- [TASK OBJECTIVE]:
Could you transcribe every one of the entries below line for line, with no changes?

•••••

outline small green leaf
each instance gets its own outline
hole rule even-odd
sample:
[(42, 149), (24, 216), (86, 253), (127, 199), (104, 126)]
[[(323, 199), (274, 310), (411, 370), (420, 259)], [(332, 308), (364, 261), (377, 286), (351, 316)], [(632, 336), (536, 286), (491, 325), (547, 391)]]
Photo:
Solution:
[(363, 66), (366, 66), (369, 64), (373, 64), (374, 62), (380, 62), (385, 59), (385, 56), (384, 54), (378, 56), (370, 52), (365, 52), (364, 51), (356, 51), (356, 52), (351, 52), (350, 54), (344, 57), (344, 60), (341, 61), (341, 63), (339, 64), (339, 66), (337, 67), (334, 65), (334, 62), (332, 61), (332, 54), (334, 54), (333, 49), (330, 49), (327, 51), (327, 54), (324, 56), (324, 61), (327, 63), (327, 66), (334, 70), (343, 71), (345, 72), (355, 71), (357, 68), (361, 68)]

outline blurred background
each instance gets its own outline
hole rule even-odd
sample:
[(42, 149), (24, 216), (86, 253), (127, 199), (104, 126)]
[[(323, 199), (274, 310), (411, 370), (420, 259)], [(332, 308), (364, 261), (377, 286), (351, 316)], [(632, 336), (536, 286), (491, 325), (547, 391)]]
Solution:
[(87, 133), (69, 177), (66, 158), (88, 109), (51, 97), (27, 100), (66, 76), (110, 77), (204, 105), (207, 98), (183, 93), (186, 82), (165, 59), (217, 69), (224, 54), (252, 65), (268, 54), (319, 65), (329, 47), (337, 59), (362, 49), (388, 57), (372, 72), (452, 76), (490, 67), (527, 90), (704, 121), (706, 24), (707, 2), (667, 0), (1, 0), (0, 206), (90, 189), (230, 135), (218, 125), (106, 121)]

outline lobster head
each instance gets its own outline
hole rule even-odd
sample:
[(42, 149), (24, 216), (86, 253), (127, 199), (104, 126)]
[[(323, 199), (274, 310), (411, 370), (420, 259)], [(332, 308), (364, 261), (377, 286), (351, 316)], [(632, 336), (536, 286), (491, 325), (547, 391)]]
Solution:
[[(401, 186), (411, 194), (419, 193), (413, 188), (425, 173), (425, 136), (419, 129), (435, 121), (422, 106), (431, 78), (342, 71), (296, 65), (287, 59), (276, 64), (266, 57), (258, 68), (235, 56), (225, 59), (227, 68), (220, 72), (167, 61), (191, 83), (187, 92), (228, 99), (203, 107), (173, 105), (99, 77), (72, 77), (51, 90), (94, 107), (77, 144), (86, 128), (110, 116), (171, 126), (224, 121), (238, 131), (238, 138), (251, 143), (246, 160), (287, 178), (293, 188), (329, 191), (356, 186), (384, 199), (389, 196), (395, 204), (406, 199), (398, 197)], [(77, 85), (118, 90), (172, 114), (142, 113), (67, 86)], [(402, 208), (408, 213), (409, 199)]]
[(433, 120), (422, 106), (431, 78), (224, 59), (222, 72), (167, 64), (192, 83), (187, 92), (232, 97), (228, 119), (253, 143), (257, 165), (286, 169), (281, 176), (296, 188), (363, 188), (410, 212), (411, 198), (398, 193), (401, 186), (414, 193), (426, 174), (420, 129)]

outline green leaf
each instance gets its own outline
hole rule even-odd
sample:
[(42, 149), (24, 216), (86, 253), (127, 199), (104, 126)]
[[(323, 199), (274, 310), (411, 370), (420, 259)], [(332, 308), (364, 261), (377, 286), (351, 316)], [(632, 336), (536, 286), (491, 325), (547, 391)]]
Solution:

•••••

- [FINAL RESULT]:
outline small green leaf
each instance gets its own outline
hole rule even-odd
sample:
[(42, 149), (24, 216), (86, 253), (127, 199), (104, 126)]
[[(323, 199), (274, 310), (411, 370), (420, 259)], [(332, 308), (364, 261), (377, 286), (351, 316)], [(632, 336), (536, 286), (491, 325), (547, 391)]]
Photo:
Solution:
[(363, 66), (366, 66), (369, 64), (373, 64), (374, 62), (380, 62), (385, 59), (385, 56), (384, 54), (378, 56), (370, 52), (365, 52), (364, 51), (356, 51), (356, 52), (351, 52), (350, 54), (344, 57), (344, 60), (341, 61), (341, 63), (339, 64), (339, 66), (337, 67), (334, 65), (334, 62), (332, 61), (332, 54), (334, 54), (333, 49), (330, 49), (327, 51), (327, 54), (324, 56), (324, 61), (327, 63), (327, 66), (334, 70), (343, 71), (345, 72), (355, 71), (357, 68), (361, 68)]

outline blurred background
each instance gets its own outline
hole rule even-odd
sample:
[(42, 149), (24, 216), (86, 253), (127, 199), (104, 126)]
[[(323, 199), (274, 310), (411, 370), (420, 259)], [(332, 308), (364, 261), (377, 286), (351, 316)], [(632, 336), (536, 286), (491, 325), (547, 391)]]
Solution:
[(87, 133), (69, 177), (66, 158), (88, 109), (51, 97), (27, 100), (66, 76), (110, 77), (204, 105), (207, 98), (183, 93), (186, 82), (165, 59), (217, 69), (224, 54), (252, 65), (268, 54), (319, 65), (329, 47), (337, 59), (362, 49), (388, 57), (372, 72), (452, 76), (490, 67), (527, 90), (704, 121), (706, 24), (707, 2), (667, 0), (1, 0), (0, 206), (90, 189), (230, 135), (218, 125), (106, 121)]

outline lobster head
each instance gets its own outline
hole rule even-odd
sample:
[(42, 149), (24, 216), (86, 253), (127, 199), (104, 126)]
[[(323, 199), (274, 310), (411, 370), (420, 259)], [(332, 308), (364, 261), (377, 286), (351, 316)], [(632, 336), (536, 286), (491, 325), (547, 391)]]
Solution:
[[(401, 186), (411, 194), (419, 193), (413, 188), (425, 173), (425, 136), (419, 129), (435, 121), (422, 106), (431, 78), (342, 71), (296, 65), (287, 59), (276, 64), (266, 57), (258, 68), (235, 56), (225, 59), (227, 68), (220, 72), (167, 61), (191, 83), (187, 92), (228, 99), (203, 107), (173, 105), (99, 77), (72, 77), (51, 90), (94, 107), (77, 144), (86, 128), (110, 116), (171, 126), (224, 121), (238, 131), (238, 138), (251, 143), (246, 160), (287, 178), (293, 188), (329, 191), (356, 186), (384, 199), (389, 196), (395, 204), (406, 199), (398, 197)], [(77, 85), (118, 90), (172, 114), (142, 113), (67, 86)], [(402, 208), (408, 213), (409, 199)]]
[(433, 120), (422, 106), (431, 78), (224, 59), (222, 72), (167, 64), (192, 83), (187, 92), (232, 97), (228, 119), (253, 143), (257, 165), (286, 169), (281, 176), (296, 188), (363, 188), (410, 212), (411, 198), (398, 193), (401, 186), (414, 193), (426, 174), (420, 129)]

outline green leaf
each instance gets its own outline
hole rule even-odd
sample:
[(42, 149), (24, 216), (86, 253), (127, 199), (104, 126)]
[[(323, 199), (274, 310), (411, 370), (420, 259)], [(332, 308), (364, 261), (377, 286), (351, 316)], [(632, 336), (536, 286), (491, 325), (547, 391)]]
Solution:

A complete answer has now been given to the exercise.